> _SUPPLIED DATA_:
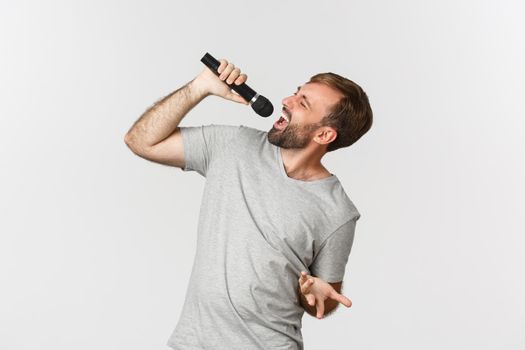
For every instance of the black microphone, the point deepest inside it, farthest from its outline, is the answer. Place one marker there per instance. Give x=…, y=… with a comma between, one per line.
x=260, y=104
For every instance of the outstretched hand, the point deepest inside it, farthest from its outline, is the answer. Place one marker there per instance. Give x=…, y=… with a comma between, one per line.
x=316, y=291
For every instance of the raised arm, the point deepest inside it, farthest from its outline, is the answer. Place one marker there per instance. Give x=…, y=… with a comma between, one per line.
x=156, y=136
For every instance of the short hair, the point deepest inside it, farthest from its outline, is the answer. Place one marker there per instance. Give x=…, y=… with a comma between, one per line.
x=352, y=116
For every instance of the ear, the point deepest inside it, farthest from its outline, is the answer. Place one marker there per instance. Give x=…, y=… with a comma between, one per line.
x=325, y=135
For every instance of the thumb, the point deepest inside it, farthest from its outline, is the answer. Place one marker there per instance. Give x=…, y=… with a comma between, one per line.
x=236, y=98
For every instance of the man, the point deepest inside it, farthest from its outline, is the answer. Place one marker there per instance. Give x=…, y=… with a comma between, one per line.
x=275, y=227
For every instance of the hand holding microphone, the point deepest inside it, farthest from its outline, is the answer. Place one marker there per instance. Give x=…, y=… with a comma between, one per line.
x=230, y=77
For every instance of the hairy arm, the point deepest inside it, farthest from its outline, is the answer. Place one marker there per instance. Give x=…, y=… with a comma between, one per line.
x=161, y=119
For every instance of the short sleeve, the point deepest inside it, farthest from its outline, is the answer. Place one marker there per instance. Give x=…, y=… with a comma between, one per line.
x=204, y=144
x=330, y=262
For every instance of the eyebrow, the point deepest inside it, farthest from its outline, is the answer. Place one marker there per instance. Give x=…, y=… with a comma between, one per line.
x=305, y=99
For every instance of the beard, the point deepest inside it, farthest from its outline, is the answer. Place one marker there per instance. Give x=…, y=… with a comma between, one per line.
x=293, y=136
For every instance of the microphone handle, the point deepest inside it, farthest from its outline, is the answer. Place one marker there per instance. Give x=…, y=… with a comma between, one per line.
x=244, y=90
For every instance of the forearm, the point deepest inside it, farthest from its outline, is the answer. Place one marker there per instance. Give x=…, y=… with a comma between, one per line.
x=160, y=120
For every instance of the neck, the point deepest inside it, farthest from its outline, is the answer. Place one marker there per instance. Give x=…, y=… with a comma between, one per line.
x=304, y=164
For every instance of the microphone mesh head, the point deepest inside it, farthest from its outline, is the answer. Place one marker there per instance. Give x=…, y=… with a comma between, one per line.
x=262, y=106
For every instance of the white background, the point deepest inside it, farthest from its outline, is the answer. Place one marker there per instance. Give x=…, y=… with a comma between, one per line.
x=97, y=244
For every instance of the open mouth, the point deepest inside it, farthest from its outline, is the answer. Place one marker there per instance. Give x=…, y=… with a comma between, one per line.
x=282, y=122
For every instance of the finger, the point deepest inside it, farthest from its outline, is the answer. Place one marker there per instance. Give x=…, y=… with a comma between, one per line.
x=310, y=299
x=320, y=308
x=341, y=298
x=308, y=285
x=241, y=79
x=233, y=75
x=226, y=72
x=222, y=65
x=303, y=275
x=236, y=98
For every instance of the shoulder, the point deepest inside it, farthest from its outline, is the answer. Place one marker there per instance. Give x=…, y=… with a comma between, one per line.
x=344, y=205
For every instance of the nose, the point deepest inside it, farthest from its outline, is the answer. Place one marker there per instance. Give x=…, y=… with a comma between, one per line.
x=288, y=101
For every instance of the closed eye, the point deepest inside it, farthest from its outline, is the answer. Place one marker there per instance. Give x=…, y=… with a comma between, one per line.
x=302, y=104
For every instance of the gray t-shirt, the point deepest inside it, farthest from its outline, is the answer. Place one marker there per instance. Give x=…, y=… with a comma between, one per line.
x=258, y=228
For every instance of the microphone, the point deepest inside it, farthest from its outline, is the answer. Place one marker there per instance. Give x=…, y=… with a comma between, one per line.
x=260, y=104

> _WHAT TO PRODUCE_: Only the last part of the entries above is needed: please copy the line with "For every instance of the closed" and each line after it exactly.

> _ANSWER TO THE EXERCISE_:
For every instance of the closed eye, the point deepest inside it, farthest from its outline, is the answer. Place one marker there per instance. Give x=…, y=… with a comma between, one per line.
x=302, y=104
For every instance of the gray t-shirt, the point deepest inside it, farthest from its outline, is the answer. Place one marker there per instance. Give x=…, y=… with a comma between, one per line.
x=258, y=228
For every instance of the microphone, the point deepest inside it, farthest from its outline, is the answer. Place one marker there per instance. Give x=…, y=… with a comma between, one per line.
x=260, y=104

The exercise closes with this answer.